BEGIN

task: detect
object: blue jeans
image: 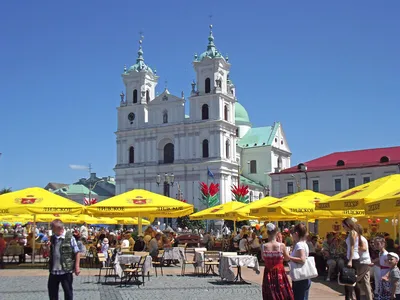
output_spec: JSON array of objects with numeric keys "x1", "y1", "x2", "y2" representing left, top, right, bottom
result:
[{"x1": 292, "y1": 279, "x2": 311, "y2": 300}]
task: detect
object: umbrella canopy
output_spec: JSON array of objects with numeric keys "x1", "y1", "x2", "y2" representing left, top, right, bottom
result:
[
  {"x1": 316, "y1": 174, "x2": 400, "y2": 211},
  {"x1": 189, "y1": 201, "x2": 246, "y2": 220},
  {"x1": 251, "y1": 190, "x2": 364, "y2": 219},
  {"x1": 114, "y1": 217, "x2": 150, "y2": 225},
  {"x1": 365, "y1": 187, "x2": 400, "y2": 215},
  {"x1": 0, "y1": 187, "x2": 85, "y2": 215},
  {"x1": 86, "y1": 189, "x2": 193, "y2": 218},
  {"x1": 225, "y1": 196, "x2": 280, "y2": 220}
]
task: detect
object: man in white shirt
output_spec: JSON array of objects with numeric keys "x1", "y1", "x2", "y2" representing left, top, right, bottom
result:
[{"x1": 79, "y1": 223, "x2": 88, "y2": 243}]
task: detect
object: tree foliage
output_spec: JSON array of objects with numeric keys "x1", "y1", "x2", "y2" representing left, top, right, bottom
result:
[
  {"x1": 177, "y1": 208, "x2": 205, "y2": 230},
  {"x1": 0, "y1": 188, "x2": 12, "y2": 195}
]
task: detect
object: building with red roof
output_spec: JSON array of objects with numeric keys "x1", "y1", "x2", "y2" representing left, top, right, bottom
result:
[{"x1": 271, "y1": 146, "x2": 400, "y2": 197}]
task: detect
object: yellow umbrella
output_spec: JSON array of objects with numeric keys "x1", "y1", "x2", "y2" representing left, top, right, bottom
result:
[
  {"x1": 251, "y1": 190, "x2": 364, "y2": 219},
  {"x1": 225, "y1": 196, "x2": 279, "y2": 220},
  {"x1": 87, "y1": 189, "x2": 193, "y2": 218},
  {"x1": 365, "y1": 187, "x2": 400, "y2": 215},
  {"x1": 76, "y1": 215, "x2": 118, "y2": 225},
  {"x1": 114, "y1": 217, "x2": 150, "y2": 225},
  {"x1": 189, "y1": 201, "x2": 246, "y2": 220},
  {"x1": 0, "y1": 187, "x2": 85, "y2": 215},
  {"x1": 87, "y1": 189, "x2": 193, "y2": 234},
  {"x1": 316, "y1": 174, "x2": 400, "y2": 211}
]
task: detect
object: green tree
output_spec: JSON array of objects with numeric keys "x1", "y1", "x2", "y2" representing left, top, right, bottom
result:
[
  {"x1": 0, "y1": 188, "x2": 11, "y2": 195},
  {"x1": 177, "y1": 209, "x2": 205, "y2": 230}
]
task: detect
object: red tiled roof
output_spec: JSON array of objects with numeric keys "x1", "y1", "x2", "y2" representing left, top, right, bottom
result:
[{"x1": 273, "y1": 146, "x2": 400, "y2": 175}]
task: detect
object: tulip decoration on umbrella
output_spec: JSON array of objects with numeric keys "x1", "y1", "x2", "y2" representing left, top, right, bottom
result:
[
  {"x1": 231, "y1": 184, "x2": 250, "y2": 203},
  {"x1": 199, "y1": 182, "x2": 220, "y2": 208}
]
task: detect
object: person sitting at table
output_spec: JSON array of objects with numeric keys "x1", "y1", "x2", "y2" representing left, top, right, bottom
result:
[
  {"x1": 120, "y1": 233, "x2": 130, "y2": 248},
  {"x1": 161, "y1": 235, "x2": 171, "y2": 249},
  {"x1": 239, "y1": 234, "x2": 249, "y2": 254},
  {"x1": 149, "y1": 233, "x2": 161, "y2": 258},
  {"x1": 21, "y1": 232, "x2": 34, "y2": 263},
  {"x1": 128, "y1": 233, "x2": 135, "y2": 250},
  {"x1": 133, "y1": 234, "x2": 146, "y2": 251}
]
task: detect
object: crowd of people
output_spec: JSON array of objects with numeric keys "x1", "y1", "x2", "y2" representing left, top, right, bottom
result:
[{"x1": 2, "y1": 218, "x2": 400, "y2": 300}]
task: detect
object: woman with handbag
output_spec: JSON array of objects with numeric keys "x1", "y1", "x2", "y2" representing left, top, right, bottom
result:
[
  {"x1": 342, "y1": 218, "x2": 373, "y2": 300},
  {"x1": 289, "y1": 223, "x2": 312, "y2": 300}
]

END

What the task requires: Give all the entries again exactly, dropping each picture.

Written response:
task: detect
object: blue jeans
image: 
output_spec: JSON array of objects with numeric keys "x1", "y1", "x2", "y2" representing left, top, right, bottom
result:
[{"x1": 292, "y1": 279, "x2": 311, "y2": 300}]
task: detect
object: umbrella canopy
output_spec: JSON array of objects with numeric keys "x1", "y1", "x2", "y2" representing left, top, right, bottom
result:
[
  {"x1": 316, "y1": 174, "x2": 400, "y2": 211},
  {"x1": 189, "y1": 201, "x2": 246, "y2": 220},
  {"x1": 251, "y1": 190, "x2": 364, "y2": 219},
  {"x1": 114, "y1": 217, "x2": 150, "y2": 225},
  {"x1": 365, "y1": 187, "x2": 400, "y2": 215},
  {"x1": 0, "y1": 187, "x2": 85, "y2": 215},
  {"x1": 86, "y1": 189, "x2": 193, "y2": 218},
  {"x1": 225, "y1": 196, "x2": 280, "y2": 220}
]
task: detect
object: man in white shirt
output_spec: JSON array of objects with numeric keys "x1", "y1", "x2", "y2" representing left, top, right, bottom
result:
[{"x1": 79, "y1": 223, "x2": 88, "y2": 243}]
task: detect
object: tree foliage
output_spec: JSON array of objects with numeric keys "x1", "y1", "x2", "y2" representing left, top, right, bottom
result:
[
  {"x1": 177, "y1": 208, "x2": 205, "y2": 230},
  {"x1": 0, "y1": 188, "x2": 12, "y2": 195}
]
task: detect
object: building with red roof
output_spec: JSON array of objects with numeric keys "x1", "y1", "x2", "y2" representing left, top, right, bottom
result:
[{"x1": 271, "y1": 146, "x2": 400, "y2": 197}]
task: detect
object: yellow umbrella
output_spec: JSON array of objects with numeric keys "x1", "y1", "x2", "y2" representing left, top, right, bottom
result:
[
  {"x1": 251, "y1": 190, "x2": 364, "y2": 219},
  {"x1": 225, "y1": 196, "x2": 279, "y2": 220},
  {"x1": 87, "y1": 189, "x2": 193, "y2": 218},
  {"x1": 365, "y1": 187, "x2": 400, "y2": 215},
  {"x1": 76, "y1": 215, "x2": 118, "y2": 225},
  {"x1": 114, "y1": 217, "x2": 150, "y2": 225},
  {"x1": 189, "y1": 201, "x2": 246, "y2": 220},
  {"x1": 0, "y1": 187, "x2": 85, "y2": 215},
  {"x1": 87, "y1": 189, "x2": 193, "y2": 234},
  {"x1": 316, "y1": 174, "x2": 400, "y2": 211}
]
task: detect
object: green tree
output_spec: JSON array of objects with numeric keys "x1", "y1", "x2", "y2" representing left, top, right, bottom
result:
[
  {"x1": 0, "y1": 188, "x2": 11, "y2": 195},
  {"x1": 177, "y1": 209, "x2": 205, "y2": 230}
]
task: detect
object: red tiled roof
output_spec: JSON array of objects with numeric keys "x1", "y1", "x2", "y2" representing left, top, right, bottom
result:
[{"x1": 273, "y1": 146, "x2": 400, "y2": 175}]
task: detect
object: tulip decoration on umbrella
output_spec: JSON array of objects with numeric keys "x1", "y1", "x2", "y2" representing left, top, right, bottom
result:
[
  {"x1": 231, "y1": 184, "x2": 250, "y2": 203},
  {"x1": 199, "y1": 182, "x2": 220, "y2": 208}
]
task: detect
object: person sitting at table
output_spec: JSON array of objects with numeric keys "x1", "y1", "x2", "y2" representing left, top, right, bottom
result:
[
  {"x1": 120, "y1": 233, "x2": 130, "y2": 248},
  {"x1": 161, "y1": 235, "x2": 171, "y2": 249},
  {"x1": 239, "y1": 234, "x2": 249, "y2": 254},
  {"x1": 149, "y1": 233, "x2": 161, "y2": 258},
  {"x1": 21, "y1": 232, "x2": 34, "y2": 263},
  {"x1": 128, "y1": 233, "x2": 135, "y2": 250},
  {"x1": 133, "y1": 234, "x2": 146, "y2": 251}
]
task: detect
object: crowd of people
output_spec: JSON array of objects with numeric keys "x1", "y1", "x2", "y2" representing left, top, right, bottom
result:
[{"x1": 2, "y1": 218, "x2": 400, "y2": 300}]
task: detect
object: woman with handbag
output_spec: JSON array of objects with numeric keys "x1", "y1", "x2", "y2" representing left, top, right, bottom
result:
[
  {"x1": 342, "y1": 218, "x2": 373, "y2": 300},
  {"x1": 289, "y1": 223, "x2": 312, "y2": 300}
]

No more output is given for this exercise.